**Text excerpt:**
Each year is rationed the same number of days, 365. Most of these days are forgettable. Some stand out more than others, even now my heart awaits with tremendous expectation to celebrate the resurrection on Sunday. However, there are days in my life, where something outstanding happened. So outstanding, that as these dates pass it will remind me of a sequence of events. January 7, 2011. September 7, 2012. Today.
If you have followed my blog through 2014, you realized most posts were lamentations. The lament began today. This day is branded on my mind. I remember the tension and the fear in this day. I will recall it briefly.
After months of pushing for change, with passive resistance came Monday. Mondays were busy, I awake and took a flower to school and then zoomed off to school myself for my first semester of seminary. Sunday, there was a conflict, but I thought it was resolved. I thought it was over. I was angry, but I could keep my anger to myself. I could be functionally furious. I could be angry and do my job well. As, I sat in Dr. Hanna’s class that Monday, I received a text from my boss asking me to meet with her the moment I was done with class. This was a normal request, but filled my heart with dread. As his class concluded, I got in the van and panicked. Prayers jumbled in my mind. I could not get my words straight. I did not know what to pray. I was scared.
I sang. I sang “Order My Steps” and “Great is Thy Faithfulness”. I sang songs of His sovereignty over plans. I didn’t know what was in that conference room, but I discerned it was not good. However, when I entered, I felt peace. Not in the knowledge that everything was going to be all right. I felt the peace of God, whispering deeply into my soul, “Tosin, I am in control.” As, I entered the room and the doors closed behind me, I knew I didn’t walk into that room alone. Like, the three Hebrew boys, Christ was with me. Christ’s presence softened the immediate impact of my forced resignation. He is who equipped me in that room to respond in His grace and His love and not my fear and anger.

Labeled-object pointing items:
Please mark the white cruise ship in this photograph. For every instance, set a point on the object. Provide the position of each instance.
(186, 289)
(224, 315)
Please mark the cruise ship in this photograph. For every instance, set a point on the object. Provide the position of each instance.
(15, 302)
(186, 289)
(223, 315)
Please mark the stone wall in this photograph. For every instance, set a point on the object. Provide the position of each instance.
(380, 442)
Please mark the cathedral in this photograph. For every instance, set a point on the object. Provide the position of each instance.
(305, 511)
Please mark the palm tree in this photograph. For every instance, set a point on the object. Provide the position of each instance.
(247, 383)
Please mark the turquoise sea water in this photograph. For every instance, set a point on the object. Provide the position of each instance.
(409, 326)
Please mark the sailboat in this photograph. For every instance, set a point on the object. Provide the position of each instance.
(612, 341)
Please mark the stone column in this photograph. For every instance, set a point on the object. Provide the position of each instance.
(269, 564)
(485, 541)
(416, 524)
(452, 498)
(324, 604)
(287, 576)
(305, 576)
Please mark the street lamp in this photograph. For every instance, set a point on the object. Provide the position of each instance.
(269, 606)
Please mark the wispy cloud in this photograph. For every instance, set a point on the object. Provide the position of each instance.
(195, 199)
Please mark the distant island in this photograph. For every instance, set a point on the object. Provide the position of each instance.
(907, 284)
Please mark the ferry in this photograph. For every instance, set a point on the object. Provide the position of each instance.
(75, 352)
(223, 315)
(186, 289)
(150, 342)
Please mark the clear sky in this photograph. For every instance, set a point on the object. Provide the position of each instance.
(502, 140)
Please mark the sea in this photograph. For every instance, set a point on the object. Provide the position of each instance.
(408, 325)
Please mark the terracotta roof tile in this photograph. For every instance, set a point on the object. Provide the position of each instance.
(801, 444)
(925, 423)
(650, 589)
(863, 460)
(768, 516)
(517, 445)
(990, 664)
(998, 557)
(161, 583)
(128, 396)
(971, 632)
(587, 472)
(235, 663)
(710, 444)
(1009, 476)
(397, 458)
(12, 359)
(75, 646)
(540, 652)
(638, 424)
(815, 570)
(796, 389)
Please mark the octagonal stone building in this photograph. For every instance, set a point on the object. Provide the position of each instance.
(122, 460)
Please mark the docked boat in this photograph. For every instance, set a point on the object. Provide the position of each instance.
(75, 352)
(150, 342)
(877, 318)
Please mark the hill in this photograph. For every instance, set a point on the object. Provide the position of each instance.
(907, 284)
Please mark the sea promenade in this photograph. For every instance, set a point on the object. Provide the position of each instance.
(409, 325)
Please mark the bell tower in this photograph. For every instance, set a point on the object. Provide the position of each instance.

**Tasks:**
**A)** Answer these questions using the blog post about the forced resignation.
(i) Which two specific dates does the writer list before "Today"?
(ii) Which two songs does the writer name as sung in the van?
(iii) Whose class was the writer sitting in when the text from the boss arrived?
**B)** In the blog post about the forced resignation, find every sentence that begins with the words "I could" and list them.
**C)** Pick up the blog post about the forced resignation after its final sentence, and write the next paragraph.

**Answers to the exercises:**
**A)**
(i) January 7, 2011 and September 7, 2012
(ii) "Order My Steps" and "Great is Thy Faithfulness"
(iii) Dr. Hanna's

**B)**
I could keep my anger to myself.
I could be functionally furious.
I could be angry and do my job well.
I could not get my words straight.

**C)**
As, the next 24 hours unfolded, I told my family and friends and situated a place to stay. I reserved a rental vehicle. I packed away 18 months of my life in Houston. And, I left. Not without painful conversations with coworkers and other staff. My heart hurt to bid farewell to the women I had shared 6 months of parenting with. The most painful of them all was explaining to my kids that I was leaving. I walked them to their rooms for their nap. I held my rose, my duck, and my tiny religion and sang to them for the last time. I went to what was my room and wept.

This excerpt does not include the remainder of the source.